### Exercise
Rewrite the entries from the line containing "Where can the license plate be" through the line containing "(1018, 259)", changing "hedge row" to "hedgerow" and keeping everything else the same.
+++ Provided records
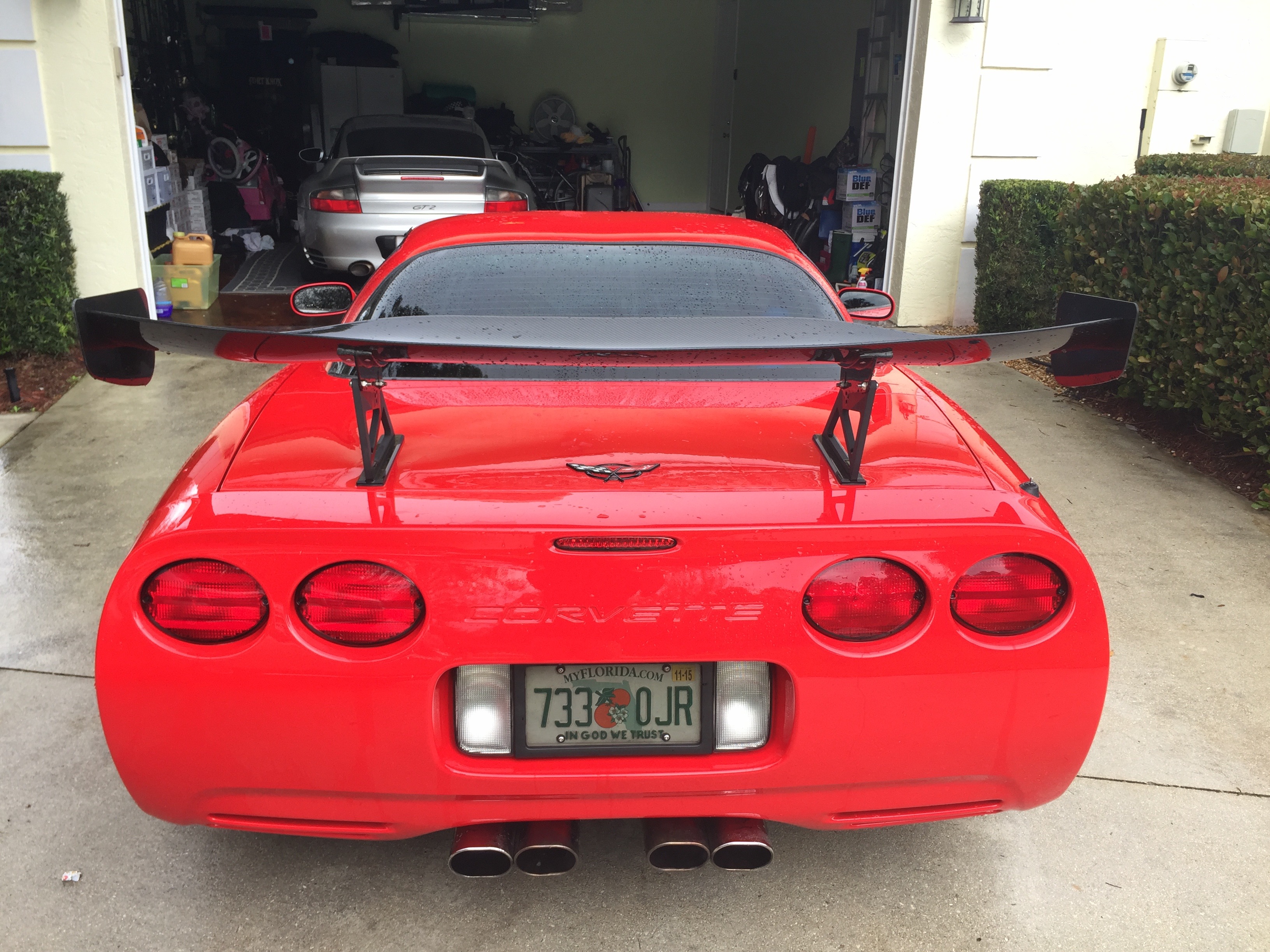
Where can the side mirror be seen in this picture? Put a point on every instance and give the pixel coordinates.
++++++
+++ Provided records
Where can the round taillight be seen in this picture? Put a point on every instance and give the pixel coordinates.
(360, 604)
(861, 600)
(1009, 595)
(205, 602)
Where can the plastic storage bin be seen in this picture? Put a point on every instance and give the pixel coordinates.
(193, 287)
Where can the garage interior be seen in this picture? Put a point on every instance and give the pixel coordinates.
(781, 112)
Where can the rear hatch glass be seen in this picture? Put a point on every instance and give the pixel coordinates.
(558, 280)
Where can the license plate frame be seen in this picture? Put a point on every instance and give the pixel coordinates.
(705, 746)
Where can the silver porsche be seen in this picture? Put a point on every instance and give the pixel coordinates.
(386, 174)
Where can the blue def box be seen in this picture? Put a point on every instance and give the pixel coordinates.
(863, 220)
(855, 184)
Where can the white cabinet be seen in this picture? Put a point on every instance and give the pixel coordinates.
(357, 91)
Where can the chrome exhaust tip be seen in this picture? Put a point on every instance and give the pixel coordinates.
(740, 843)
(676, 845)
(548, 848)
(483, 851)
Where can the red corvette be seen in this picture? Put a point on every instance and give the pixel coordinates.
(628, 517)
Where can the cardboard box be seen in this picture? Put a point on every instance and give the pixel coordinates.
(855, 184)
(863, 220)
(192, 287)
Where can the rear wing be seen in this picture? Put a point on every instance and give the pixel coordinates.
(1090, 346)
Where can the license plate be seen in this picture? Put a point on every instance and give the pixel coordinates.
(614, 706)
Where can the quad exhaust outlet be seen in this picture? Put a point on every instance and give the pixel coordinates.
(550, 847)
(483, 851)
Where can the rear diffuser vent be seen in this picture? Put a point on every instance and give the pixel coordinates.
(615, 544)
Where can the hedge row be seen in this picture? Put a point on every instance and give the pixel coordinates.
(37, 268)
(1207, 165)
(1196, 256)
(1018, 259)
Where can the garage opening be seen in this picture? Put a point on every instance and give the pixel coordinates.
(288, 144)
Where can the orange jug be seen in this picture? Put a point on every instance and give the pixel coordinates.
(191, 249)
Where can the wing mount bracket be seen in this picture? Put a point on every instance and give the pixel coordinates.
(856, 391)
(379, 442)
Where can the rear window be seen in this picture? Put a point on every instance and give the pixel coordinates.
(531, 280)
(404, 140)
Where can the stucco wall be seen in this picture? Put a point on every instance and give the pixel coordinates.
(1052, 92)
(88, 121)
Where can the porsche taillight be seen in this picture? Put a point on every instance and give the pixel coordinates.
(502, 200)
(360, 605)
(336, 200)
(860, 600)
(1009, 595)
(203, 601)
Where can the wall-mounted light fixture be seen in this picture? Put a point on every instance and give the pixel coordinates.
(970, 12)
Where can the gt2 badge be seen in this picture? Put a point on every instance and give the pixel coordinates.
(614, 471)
++++++
### Correct response
Where can the license plate be seen in this picture? Put a point on every instance and give the pixel coordinates.
(614, 706)
Where can the quad exhaust outlet be seen in this picture? Put a point on every instance and give the pixel coordinates.
(550, 847)
(483, 851)
Where can the rear diffuser vent be seen in this picture? Put a point on every instance and give the pixel coordinates.
(615, 544)
Where can the hedgerow be seen in this picture? Put a point on every instance and give the pixel coordinates.
(37, 268)
(1207, 165)
(1196, 256)
(1018, 259)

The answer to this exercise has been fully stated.